======== Records to process ========

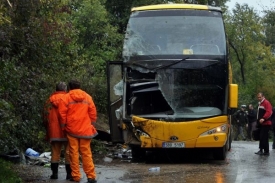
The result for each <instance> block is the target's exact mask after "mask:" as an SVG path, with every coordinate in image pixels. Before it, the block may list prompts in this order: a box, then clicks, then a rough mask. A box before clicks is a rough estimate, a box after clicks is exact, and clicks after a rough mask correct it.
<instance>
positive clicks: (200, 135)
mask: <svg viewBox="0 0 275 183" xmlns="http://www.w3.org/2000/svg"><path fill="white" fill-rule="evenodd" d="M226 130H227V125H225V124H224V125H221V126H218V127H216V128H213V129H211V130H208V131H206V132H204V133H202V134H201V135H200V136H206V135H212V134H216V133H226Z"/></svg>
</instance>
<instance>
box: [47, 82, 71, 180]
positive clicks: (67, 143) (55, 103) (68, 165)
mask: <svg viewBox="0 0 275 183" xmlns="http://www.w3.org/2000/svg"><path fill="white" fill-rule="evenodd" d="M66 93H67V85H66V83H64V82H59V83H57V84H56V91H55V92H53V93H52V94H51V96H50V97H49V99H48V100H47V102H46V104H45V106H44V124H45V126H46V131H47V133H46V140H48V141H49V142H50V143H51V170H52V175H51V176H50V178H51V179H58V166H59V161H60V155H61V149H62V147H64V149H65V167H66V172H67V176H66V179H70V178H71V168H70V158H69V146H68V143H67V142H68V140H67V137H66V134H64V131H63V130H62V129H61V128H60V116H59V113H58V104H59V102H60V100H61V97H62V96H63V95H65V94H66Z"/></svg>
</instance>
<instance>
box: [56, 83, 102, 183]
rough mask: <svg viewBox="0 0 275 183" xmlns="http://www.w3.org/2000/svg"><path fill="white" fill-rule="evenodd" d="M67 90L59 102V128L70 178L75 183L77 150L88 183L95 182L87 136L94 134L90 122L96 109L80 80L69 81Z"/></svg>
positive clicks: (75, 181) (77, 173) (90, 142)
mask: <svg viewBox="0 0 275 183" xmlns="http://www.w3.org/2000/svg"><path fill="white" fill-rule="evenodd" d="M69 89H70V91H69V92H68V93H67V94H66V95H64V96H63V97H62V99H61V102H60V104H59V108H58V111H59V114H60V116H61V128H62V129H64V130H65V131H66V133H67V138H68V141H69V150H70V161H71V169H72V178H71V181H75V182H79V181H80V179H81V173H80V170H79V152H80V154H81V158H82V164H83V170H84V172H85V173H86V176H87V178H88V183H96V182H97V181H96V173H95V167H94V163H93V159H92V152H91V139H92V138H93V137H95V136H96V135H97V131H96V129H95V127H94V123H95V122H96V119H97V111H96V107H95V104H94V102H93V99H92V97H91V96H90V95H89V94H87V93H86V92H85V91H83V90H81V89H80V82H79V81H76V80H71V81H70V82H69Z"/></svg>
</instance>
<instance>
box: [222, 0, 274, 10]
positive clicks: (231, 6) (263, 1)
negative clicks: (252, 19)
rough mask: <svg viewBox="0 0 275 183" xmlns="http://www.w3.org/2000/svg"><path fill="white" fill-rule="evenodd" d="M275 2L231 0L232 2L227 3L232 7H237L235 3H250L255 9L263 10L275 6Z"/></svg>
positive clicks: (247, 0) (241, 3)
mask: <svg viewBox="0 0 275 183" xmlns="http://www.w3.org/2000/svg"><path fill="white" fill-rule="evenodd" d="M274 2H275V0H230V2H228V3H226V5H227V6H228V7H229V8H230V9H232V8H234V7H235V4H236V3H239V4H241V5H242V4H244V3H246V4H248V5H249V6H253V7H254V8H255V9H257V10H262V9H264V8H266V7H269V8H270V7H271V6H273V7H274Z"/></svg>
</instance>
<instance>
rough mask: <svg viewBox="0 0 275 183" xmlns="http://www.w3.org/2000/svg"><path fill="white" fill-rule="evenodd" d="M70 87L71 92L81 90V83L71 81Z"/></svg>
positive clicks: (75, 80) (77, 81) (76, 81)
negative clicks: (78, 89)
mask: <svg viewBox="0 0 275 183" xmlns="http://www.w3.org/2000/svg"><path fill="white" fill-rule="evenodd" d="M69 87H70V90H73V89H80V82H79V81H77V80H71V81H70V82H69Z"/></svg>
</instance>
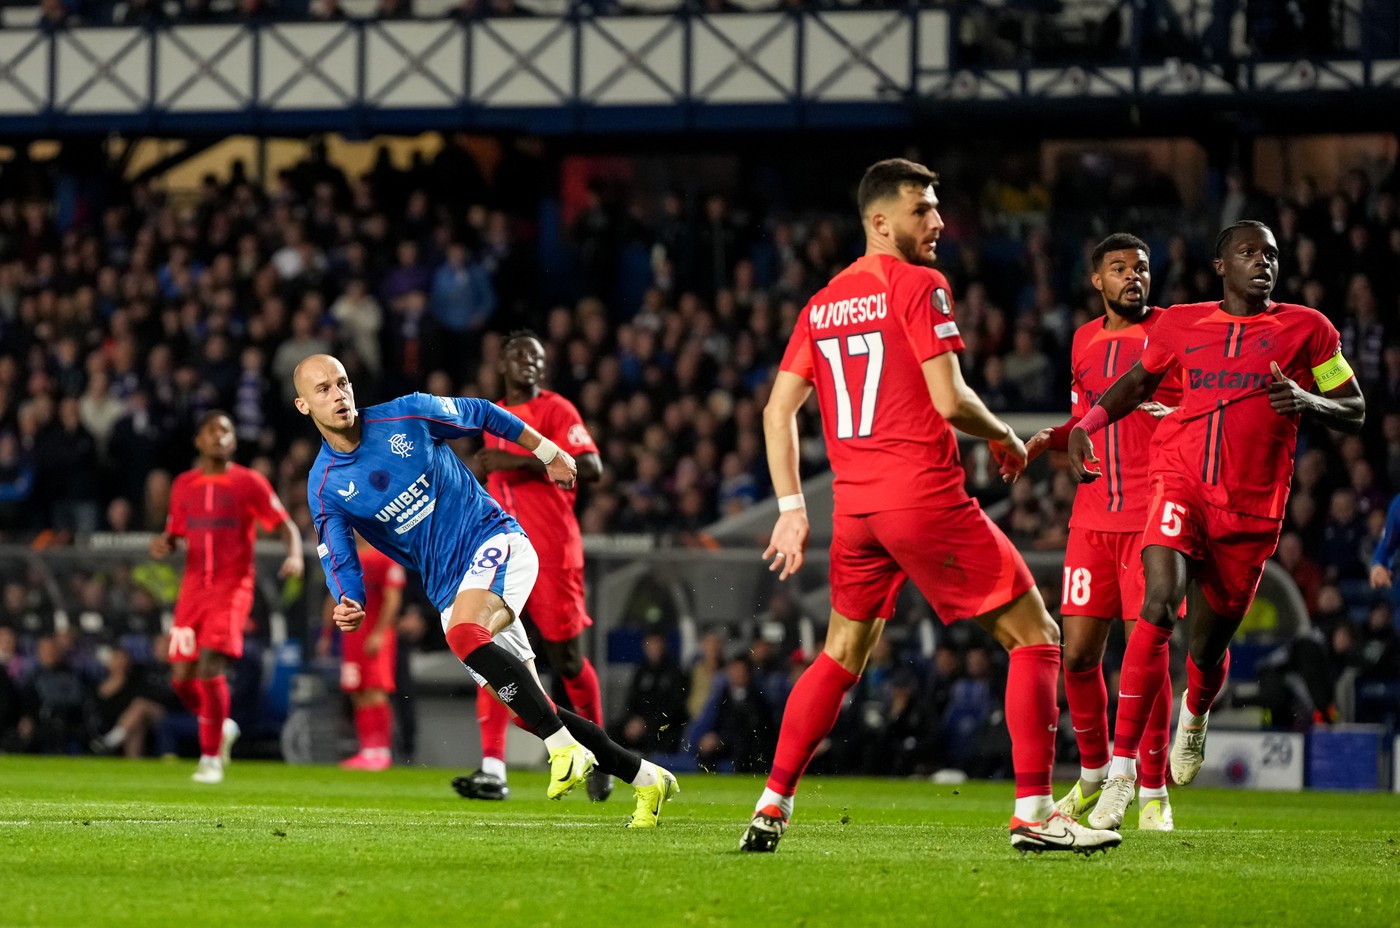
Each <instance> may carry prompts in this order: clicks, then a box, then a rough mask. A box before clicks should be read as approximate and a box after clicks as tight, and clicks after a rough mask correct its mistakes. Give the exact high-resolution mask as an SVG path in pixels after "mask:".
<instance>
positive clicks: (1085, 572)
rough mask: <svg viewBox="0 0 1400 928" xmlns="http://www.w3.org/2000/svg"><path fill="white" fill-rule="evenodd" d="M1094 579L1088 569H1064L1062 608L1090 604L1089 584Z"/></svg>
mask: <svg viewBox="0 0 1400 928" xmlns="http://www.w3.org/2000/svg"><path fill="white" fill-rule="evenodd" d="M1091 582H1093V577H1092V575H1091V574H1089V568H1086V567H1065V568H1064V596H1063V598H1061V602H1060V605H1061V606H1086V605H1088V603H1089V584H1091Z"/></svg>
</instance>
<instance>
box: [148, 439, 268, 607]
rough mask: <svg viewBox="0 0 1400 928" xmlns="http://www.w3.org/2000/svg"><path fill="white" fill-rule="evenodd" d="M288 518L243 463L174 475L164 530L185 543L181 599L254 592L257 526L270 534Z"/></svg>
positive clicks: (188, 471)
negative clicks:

========
======== Records to process ========

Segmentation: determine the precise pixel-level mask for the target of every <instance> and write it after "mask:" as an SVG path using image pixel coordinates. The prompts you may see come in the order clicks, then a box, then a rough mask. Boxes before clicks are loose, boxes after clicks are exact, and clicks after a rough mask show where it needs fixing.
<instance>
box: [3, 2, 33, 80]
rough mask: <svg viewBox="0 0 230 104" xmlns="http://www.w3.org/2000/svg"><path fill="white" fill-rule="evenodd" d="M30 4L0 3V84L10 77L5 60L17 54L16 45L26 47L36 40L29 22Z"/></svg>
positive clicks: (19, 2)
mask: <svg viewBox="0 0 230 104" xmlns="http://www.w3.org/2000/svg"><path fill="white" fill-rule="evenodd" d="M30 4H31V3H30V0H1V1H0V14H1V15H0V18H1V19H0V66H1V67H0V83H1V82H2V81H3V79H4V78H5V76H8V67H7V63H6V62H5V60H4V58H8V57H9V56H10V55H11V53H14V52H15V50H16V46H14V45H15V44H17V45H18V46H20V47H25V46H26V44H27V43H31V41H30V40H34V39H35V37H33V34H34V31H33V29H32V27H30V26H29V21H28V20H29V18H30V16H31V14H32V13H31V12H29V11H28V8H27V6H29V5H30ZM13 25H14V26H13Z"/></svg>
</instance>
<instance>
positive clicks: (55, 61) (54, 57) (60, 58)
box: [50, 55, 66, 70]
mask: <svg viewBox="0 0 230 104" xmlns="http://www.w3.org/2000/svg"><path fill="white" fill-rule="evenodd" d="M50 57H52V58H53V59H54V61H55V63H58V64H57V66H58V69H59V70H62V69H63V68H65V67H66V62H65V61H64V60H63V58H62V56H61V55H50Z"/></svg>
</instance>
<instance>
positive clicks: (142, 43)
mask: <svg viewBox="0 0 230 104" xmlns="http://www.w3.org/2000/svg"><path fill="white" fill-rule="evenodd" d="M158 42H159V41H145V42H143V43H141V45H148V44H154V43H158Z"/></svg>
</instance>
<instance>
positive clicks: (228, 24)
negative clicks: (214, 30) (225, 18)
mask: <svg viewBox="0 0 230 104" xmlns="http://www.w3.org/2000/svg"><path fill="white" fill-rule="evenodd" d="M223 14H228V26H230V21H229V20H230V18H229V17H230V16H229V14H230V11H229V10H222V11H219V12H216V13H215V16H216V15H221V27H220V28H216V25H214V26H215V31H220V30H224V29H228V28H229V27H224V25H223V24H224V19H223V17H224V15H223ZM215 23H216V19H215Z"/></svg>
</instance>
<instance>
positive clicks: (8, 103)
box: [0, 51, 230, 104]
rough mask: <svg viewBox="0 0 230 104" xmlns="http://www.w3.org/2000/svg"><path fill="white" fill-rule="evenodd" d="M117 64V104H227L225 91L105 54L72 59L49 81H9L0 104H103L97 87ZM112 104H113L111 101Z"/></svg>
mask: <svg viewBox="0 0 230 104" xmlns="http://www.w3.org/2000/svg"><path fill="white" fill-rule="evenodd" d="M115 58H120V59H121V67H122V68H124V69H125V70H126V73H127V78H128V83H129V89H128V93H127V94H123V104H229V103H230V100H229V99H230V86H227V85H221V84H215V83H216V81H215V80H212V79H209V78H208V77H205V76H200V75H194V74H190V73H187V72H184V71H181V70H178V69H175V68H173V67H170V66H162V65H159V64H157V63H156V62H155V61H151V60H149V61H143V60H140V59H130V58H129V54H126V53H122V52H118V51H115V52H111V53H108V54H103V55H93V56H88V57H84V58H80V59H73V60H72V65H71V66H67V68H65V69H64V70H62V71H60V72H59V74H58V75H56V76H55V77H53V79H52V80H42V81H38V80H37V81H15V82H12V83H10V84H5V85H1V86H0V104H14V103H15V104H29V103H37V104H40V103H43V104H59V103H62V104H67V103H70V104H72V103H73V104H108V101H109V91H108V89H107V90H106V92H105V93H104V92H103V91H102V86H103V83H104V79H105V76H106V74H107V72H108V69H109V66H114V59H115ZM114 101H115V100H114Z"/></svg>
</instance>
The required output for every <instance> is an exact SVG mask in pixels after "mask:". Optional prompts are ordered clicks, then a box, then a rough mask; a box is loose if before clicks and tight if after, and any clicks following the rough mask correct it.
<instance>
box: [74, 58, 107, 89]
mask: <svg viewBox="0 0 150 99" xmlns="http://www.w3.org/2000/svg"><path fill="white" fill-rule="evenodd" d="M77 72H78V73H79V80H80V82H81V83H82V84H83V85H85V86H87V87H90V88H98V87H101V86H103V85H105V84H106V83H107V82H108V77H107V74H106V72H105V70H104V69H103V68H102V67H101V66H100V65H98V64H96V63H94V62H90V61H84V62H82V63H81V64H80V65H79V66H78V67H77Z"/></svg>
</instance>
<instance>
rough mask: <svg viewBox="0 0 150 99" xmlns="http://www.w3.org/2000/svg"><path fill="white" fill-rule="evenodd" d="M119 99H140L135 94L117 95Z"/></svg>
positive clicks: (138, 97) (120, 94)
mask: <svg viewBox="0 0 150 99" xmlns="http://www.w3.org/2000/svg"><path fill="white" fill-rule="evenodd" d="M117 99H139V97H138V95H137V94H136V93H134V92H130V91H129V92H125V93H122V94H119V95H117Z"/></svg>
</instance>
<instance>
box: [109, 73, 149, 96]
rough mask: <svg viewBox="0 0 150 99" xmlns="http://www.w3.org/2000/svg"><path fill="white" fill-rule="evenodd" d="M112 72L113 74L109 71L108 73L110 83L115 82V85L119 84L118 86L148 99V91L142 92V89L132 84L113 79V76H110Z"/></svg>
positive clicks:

========
======== Records to process ========

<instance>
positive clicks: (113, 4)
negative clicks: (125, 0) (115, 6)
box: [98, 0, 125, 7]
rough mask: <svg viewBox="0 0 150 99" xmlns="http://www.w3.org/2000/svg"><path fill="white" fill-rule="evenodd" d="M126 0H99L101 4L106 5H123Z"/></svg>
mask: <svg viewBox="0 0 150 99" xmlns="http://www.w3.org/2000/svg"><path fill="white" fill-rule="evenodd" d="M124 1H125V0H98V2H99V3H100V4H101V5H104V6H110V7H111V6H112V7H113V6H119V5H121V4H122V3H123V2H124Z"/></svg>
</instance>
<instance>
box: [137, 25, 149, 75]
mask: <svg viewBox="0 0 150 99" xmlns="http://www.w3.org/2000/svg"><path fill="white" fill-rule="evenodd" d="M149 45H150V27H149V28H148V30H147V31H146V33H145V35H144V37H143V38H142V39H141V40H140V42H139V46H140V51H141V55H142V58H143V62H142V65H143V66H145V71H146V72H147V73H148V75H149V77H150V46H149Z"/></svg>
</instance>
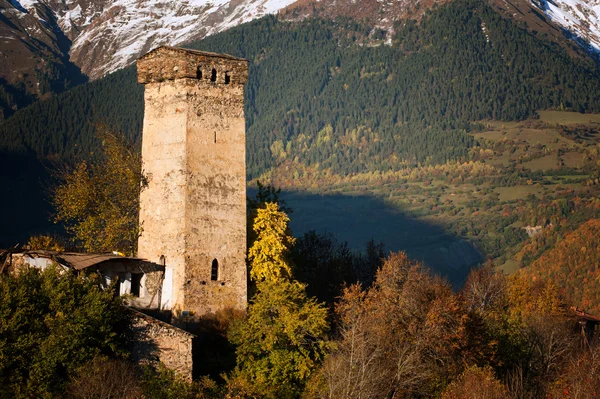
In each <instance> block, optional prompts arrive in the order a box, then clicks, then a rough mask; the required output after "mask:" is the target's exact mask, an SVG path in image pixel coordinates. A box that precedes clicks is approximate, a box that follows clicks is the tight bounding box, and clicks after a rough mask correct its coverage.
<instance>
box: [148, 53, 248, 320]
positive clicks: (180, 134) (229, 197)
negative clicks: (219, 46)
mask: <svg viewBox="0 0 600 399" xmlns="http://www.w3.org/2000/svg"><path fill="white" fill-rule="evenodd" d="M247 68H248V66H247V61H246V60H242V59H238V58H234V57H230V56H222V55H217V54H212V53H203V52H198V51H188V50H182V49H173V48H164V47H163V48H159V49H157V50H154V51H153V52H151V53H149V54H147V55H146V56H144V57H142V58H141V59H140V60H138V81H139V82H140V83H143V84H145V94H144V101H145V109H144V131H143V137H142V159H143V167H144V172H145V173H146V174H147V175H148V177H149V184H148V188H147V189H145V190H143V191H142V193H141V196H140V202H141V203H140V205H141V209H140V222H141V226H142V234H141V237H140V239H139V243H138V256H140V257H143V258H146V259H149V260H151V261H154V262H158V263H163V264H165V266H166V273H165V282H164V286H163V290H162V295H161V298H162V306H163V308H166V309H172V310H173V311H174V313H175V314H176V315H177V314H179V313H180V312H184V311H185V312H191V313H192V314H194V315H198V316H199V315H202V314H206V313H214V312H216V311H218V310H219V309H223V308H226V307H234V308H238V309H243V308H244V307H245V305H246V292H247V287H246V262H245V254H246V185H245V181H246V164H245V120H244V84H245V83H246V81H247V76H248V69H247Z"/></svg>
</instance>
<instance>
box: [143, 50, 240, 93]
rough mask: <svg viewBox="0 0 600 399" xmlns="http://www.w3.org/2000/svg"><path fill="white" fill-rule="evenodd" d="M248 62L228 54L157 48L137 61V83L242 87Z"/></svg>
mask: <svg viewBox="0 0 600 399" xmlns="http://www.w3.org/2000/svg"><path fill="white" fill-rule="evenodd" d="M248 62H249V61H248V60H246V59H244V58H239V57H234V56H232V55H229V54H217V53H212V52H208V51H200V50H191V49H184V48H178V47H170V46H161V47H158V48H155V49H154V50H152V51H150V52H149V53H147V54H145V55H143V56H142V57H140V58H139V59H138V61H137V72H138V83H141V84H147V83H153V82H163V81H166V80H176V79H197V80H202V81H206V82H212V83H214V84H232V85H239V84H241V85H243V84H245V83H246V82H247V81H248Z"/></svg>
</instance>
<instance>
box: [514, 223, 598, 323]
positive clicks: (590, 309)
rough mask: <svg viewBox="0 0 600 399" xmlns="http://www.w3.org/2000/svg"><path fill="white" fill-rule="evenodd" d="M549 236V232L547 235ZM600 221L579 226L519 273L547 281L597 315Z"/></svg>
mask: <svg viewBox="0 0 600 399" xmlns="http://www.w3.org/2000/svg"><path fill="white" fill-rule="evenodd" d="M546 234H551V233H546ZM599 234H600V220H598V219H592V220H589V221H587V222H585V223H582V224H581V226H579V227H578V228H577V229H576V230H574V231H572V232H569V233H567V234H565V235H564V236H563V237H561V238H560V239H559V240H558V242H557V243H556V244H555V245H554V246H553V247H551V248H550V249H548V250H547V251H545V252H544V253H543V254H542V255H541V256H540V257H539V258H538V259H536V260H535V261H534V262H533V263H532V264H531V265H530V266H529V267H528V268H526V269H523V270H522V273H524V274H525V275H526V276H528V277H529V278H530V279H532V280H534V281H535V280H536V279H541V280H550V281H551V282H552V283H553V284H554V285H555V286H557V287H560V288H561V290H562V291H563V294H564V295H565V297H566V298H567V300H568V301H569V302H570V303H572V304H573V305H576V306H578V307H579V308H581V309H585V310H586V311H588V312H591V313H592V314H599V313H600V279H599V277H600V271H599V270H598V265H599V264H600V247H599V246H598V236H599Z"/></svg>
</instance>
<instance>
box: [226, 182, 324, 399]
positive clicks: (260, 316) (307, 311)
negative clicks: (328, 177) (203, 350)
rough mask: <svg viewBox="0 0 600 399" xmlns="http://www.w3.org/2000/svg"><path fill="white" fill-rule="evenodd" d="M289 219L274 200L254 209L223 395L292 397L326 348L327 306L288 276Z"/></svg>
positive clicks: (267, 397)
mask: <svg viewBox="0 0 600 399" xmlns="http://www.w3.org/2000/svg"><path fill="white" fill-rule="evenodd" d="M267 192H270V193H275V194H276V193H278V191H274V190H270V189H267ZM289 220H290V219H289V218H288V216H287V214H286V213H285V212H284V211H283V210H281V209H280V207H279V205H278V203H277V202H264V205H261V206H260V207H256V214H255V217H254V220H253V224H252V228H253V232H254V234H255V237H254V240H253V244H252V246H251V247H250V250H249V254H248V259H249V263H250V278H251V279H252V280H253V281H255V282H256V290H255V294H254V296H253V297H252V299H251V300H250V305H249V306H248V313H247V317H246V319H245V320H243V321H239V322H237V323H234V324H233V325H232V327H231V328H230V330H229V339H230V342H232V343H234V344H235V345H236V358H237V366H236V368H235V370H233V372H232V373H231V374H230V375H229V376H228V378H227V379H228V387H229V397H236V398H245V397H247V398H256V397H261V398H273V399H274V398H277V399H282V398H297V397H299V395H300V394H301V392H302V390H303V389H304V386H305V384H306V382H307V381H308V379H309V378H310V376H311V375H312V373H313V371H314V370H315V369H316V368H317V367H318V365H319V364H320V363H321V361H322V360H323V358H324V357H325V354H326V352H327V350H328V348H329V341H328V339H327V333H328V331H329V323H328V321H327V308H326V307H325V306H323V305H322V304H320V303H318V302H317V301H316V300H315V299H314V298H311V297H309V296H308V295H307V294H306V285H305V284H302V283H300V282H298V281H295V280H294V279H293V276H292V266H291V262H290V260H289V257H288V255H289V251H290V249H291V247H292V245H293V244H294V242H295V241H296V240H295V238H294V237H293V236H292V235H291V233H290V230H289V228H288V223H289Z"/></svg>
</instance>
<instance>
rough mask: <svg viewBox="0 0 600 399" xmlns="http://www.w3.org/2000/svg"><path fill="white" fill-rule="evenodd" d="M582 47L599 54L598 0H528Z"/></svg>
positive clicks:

========

What the task asks
Could you set down, word for word, only the lines above from the line with "The result for" to the line with "box: [56, 83, 102, 183]", including both?

Answer area
The result for each <instance> block is the target's exact mask after "mask:" as an SVG path, with every coordinate in image pixels. Before it, the block may list prompts in this order: a box, then clicks, then a rough mask. A box before clicks is a rough estimate, a box after clicks is exact, and clicks after a rough mask correct it.
<instance>
positive clicks: (200, 135)
mask: <svg viewBox="0 0 275 183" xmlns="http://www.w3.org/2000/svg"><path fill="white" fill-rule="evenodd" d="M226 130H227V125H225V124H224V125H221V126H218V127H216V128H213V129H211V130H208V131H206V132H204V133H202V134H201V135H200V136H206V135H212V134H216V133H226Z"/></svg>
</instance>
<instance>
box: [47, 82, 71, 180]
positive clicks: (67, 143) (55, 103) (68, 165)
mask: <svg viewBox="0 0 275 183" xmlns="http://www.w3.org/2000/svg"><path fill="white" fill-rule="evenodd" d="M66 93H67V85H66V83H64V82H59V83H57V84H56V91H55V92H53V93H52V94H51V96H50V97H49V99H48V100H47V102H46V104H45V106H44V124H45V126H46V131H47V133H46V140H48V141H49V142H50V143H51V170H52V175H51V176H50V178H51V179H58V166H59V161H60V155H61V149H62V147H64V149H65V167H66V172H67V176H66V179H70V178H71V168H70V158H69V146H68V143H67V142H68V140H67V137H66V134H64V131H63V130H62V129H61V128H60V116H59V113H58V104H59V102H60V100H61V97H62V96H63V95H65V94H66Z"/></svg>
</instance>
<instance>
box: [56, 83, 102, 183]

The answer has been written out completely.